## Instructions for the task
Word for word, retype every entry in the listing.

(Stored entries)
_ _ _ _ _ _ _

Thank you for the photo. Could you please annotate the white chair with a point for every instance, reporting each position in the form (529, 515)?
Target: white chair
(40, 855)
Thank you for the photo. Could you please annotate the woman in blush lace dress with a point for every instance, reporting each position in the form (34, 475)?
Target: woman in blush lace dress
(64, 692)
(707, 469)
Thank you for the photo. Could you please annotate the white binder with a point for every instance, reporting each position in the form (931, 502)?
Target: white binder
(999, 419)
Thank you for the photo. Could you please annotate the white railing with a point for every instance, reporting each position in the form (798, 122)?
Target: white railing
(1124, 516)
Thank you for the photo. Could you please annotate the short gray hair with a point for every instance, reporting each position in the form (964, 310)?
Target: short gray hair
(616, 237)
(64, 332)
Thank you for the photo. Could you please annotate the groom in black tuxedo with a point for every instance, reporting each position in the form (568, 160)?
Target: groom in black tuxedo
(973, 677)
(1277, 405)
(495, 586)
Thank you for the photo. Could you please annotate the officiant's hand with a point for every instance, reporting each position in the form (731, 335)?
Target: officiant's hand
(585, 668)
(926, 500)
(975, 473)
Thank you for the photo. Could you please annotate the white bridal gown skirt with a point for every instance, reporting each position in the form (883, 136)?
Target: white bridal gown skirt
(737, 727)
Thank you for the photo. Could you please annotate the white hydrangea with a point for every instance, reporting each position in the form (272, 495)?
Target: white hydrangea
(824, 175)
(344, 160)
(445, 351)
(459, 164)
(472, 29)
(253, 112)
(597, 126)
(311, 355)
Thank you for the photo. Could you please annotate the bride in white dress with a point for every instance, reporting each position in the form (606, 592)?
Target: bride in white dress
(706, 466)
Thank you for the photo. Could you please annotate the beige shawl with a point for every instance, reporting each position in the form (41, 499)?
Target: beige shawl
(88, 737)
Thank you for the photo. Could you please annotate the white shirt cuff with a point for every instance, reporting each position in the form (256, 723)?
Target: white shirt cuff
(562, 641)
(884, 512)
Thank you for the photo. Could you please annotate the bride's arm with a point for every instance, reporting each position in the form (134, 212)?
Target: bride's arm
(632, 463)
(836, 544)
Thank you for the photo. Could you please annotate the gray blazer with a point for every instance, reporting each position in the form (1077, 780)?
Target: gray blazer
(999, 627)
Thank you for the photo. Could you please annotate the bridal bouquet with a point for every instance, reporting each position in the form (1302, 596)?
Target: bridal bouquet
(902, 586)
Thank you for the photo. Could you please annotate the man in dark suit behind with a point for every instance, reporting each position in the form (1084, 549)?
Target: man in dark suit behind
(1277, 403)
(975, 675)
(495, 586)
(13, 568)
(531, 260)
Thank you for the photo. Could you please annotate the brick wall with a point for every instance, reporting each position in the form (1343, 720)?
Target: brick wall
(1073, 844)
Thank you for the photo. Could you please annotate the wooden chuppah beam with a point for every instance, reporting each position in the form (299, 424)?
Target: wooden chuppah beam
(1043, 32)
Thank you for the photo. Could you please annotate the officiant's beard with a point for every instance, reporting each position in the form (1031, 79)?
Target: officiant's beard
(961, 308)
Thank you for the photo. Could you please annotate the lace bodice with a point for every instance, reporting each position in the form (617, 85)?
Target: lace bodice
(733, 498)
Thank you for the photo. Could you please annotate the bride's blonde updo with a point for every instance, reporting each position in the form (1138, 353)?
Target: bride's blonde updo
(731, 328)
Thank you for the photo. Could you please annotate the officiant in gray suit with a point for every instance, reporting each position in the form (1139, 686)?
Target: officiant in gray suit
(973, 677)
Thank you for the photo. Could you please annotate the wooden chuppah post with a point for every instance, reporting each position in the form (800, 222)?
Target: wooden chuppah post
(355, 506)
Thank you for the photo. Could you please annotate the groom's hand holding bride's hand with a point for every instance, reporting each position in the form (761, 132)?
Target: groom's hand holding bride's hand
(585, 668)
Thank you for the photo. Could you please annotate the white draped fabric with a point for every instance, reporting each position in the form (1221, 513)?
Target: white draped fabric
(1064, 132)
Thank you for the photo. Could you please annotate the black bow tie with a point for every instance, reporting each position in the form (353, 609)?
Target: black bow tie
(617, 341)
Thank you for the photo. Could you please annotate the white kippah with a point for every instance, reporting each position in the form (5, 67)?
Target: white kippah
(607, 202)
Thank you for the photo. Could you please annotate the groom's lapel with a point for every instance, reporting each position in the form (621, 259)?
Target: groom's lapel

_ _ _ _ _ _ _

## Exercise answer
Thank you for the photo. Could you please annotate the white chair with a point for every instance, reporting each position in the form (529, 515)?
Target: white chair
(40, 855)
Thank you for the photo. Could you please annotate the woman in blush lace dress with a point for every instance, reporting each position in the form (34, 475)?
Target: woman in blush lace dress
(64, 692)
(707, 469)
Thank you for the photo. Could you please annotate the white binder with a point for every instance, reporting each position in the form (931, 502)?
Target: white binder
(999, 419)
Thank you for the photo. Could you please annotate the white railing with a point for every instance, reporting each position in the form (798, 122)?
Target: white railing
(1124, 516)
Thank you for the photo. Could you please annotate the short gray hair with a point for every instance, reporting each position in the form (964, 310)?
Target: short gray hair
(616, 237)
(64, 332)
Thank you for the photo. Could you please annotate the groom in black tuxedo with a point for every instance, reporting each position in the form (568, 160)?
Target: groom in black tuxedo
(973, 677)
(1277, 405)
(495, 586)
Thank you for the photo. Could you please annotate the officiant's hand with a point for every instance, reporting each position in the form (731, 335)?
Target: officiant's hand
(585, 668)
(926, 500)
(975, 473)
Thank you for the photo. Could you please annotate the white bridal gown skirt with a point for every instance, reporting each position in the form (883, 136)?
Target: white bridal gown skirt
(737, 727)
Thank you for the photo. Could you please annotate the white hydrangea with a point for every instance, reporting each position in the form (272, 495)?
Target: white hydrangea
(824, 175)
(344, 160)
(445, 351)
(459, 164)
(472, 29)
(253, 112)
(597, 126)
(311, 355)
Thank you for the photo. Could you please annotate the bride in white dress with a point for every instance, reporting each position in the form (606, 592)?
Target: bride in white dress
(706, 466)
Thank you for the photo. Could you please annotate the beige shawl with a point for every instance, reporting each position in the form (41, 499)?
Target: beige shawl
(88, 737)
Thank you for the photo. Could you please annotate the white shirt cuff with a point for every instance, reporting each position in the form (256, 723)?
Target: white shirt cuff
(562, 641)
(884, 512)
Thank you for the photo. Could you please annotate the bride's arm with a point for every instance, reporting each position in the form (134, 212)?
Target: bride's arm
(632, 463)
(836, 544)
Thank you for the photo. Could you please annotate the gray blazer with a point for every instance, reporting each position in the form (1077, 780)?
Target: gray blazer
(999, 627)
Thank you for the photo. Could you please annotate the bridal bouquet with a point for every instance, reporting each position in the form (1302, 596)?
Target: bridal bouquet
(902, 586)
Thank you for the photo. Could you please annotate the man in dark suit behind with a point for every instance, reporting each position in the form (1084, 549)?
Target: man in dark suit behind
(1277, 403)
(975, 675)
(495, 586)
(13, 568)
(531, 260)
Thank you for the photo. Could you please annotate the brick wall with a point for every instance, reporting each position in the form (1343, 720)?
Target: brick wall
(1073, 844)
Thank you for the photo. Could you please annotate the wooden chuppah beam with a point for every instance, reporting each position in the form (299, 424)?
Target: wooden chuppah beam
(1043, 32)
Thank you for the photo. Could you please annotate the officiant's beard with a point for every instance, reporting each position in the form (1031, 79)?
Target: officiant's beard
(961, 308)
Thank you for the photo. Could you please annotate the lace bodice with a point for every instance, reporting each position in the form (617, 85)?
Target: lace bodice
(733, 498)
Thank you for the photo. Could you please annotate the bride's blonde updo with a point for every instance, reporting each position in the form (1138, 353)?
Target: bride's blonde updo
(731, 328)
Thank you for the photo. Could you please annotate the officiant in gray suit with a point for every instance, reporting each position in the form (1139, 686)?
Target: officiant in gray suit
(973, 677)
Thank you for the photo. Could you please annotate the wooden chuppah post with a point for every instance, reporting each position in the form (800, 222)?
Target: wooden chuppah post
(355, 506)
Thank you for the photo. Could you please annotate the groom's hand holding bride's hand with a point for every instance, reporting each position in the form (761, 132)?
Target: groom's hand holding bride's hand
(585, 668)
Thank you for the photo. Could you please annotate the white draped fabric with a point for every instance, reporting each position in the form (1221, 513)?
Target: white draped fabric
(1064, 132)
Thank you for the photo. Could you please annotate the black bow tie with a point for every instance, reporting each position in the form (353, 609)?
Target: black bow tie
(617, 341)
Thank you for the photo. Could you please annotate the white kippah with a point for every instance, reporting each position in the form (5, 67)?
Target: white kippah
(607, 202)
Thank you for the photo. Could you please annotate the groom's lapel with a point for every instance, reporting each position in the form (621, 259)?
Target: groom's lapel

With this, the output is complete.